[[ THE DATA open ]]

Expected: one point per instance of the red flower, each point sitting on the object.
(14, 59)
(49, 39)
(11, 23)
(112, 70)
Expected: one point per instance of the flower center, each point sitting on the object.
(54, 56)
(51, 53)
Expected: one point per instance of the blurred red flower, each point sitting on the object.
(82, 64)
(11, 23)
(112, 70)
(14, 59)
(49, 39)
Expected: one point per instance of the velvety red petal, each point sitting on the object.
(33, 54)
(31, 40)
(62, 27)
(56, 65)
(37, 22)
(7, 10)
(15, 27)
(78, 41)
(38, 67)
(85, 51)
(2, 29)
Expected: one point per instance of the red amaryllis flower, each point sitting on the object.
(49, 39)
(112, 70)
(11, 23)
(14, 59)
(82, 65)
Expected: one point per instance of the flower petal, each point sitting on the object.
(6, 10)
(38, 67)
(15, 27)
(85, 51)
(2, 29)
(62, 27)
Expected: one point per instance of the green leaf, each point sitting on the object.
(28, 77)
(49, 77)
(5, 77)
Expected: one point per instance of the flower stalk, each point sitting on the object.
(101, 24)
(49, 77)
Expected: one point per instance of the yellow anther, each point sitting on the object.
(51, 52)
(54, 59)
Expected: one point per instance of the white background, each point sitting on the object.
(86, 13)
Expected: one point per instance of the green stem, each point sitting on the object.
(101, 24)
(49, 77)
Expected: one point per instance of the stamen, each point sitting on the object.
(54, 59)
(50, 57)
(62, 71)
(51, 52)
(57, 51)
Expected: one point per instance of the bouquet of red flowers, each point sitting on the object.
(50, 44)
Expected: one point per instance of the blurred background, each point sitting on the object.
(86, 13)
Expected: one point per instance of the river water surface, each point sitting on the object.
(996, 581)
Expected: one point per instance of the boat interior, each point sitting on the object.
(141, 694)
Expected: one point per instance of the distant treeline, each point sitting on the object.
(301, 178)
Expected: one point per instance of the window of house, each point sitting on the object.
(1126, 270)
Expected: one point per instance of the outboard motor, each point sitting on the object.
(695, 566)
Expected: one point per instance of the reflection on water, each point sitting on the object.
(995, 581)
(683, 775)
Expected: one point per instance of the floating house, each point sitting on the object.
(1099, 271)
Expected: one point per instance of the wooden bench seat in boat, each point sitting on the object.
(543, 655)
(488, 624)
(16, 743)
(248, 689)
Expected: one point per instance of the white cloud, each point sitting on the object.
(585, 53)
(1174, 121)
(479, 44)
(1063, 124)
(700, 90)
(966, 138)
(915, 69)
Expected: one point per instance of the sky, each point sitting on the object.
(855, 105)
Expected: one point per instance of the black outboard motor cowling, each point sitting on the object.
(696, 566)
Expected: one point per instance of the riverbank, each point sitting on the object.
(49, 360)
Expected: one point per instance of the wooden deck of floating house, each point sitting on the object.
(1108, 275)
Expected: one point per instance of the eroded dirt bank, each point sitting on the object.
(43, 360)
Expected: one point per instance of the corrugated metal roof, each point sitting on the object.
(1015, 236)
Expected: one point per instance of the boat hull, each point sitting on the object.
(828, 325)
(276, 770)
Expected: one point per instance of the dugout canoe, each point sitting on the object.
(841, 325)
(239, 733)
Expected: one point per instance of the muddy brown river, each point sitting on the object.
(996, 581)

[[ THE DATA closed ]]

**DIRECTIONS:** An exact copy of every line from the one containing "Expected: one point per instance of the outboard" through the last line of the entries is required; please add nothing.

**TASK SOLUTION:**
Expected: one point per instance of the outboard motor, each point sitting on the object.
(695, 566)
Expected: one point per instance of the reflection on water, each point sitting on the object.
(995, 581)
(683, 775)
Expected: one point per instance of the floating house, each point sitting on the object.
(1099, 271)
Expected: one point per instance of the wooden bench seat in boat, each point sitting on the object.
(543, 655)
(488, 624)
(16, 743)
(248, 689)
Expected: one point per instance of the white cloud, each point sitting on the object.
(585, 53)
(1174, 121)
(479, 44)
(1063, 124)
(700, 90)
(966, 138)
(915, 69)
Expected: one point per instance of the sky, each point sitting on the object.
(855, 105)
Expected: one point per instance of the black outboard motor cowling, each point sitting on the object.
(696, 566)
Expected: one point per instance of the riverbank, each point sitting on the object.
(49, 360)
Expected: one point per instance of the wooden deck of floating house, each point sitting on the object.
(1108, 275)
Expected: one point per instance of the eroded dirt bank, each point sitting on the object.
(43, 360)
Expected: one point per instance of the corrugated metal roof, each point sitting on the object.
(1015, 236)
Expected: one point per instance of the boat hull, each point sitting on the object.
(828, 325)
(276, 770)
Expected: one point per instance of the dugout canoe, each point sitting on the object.
(841, 325)
(239, 733)
Expected: one point per instance of the muddy brown river, each point sitting on the object.
(996, 581)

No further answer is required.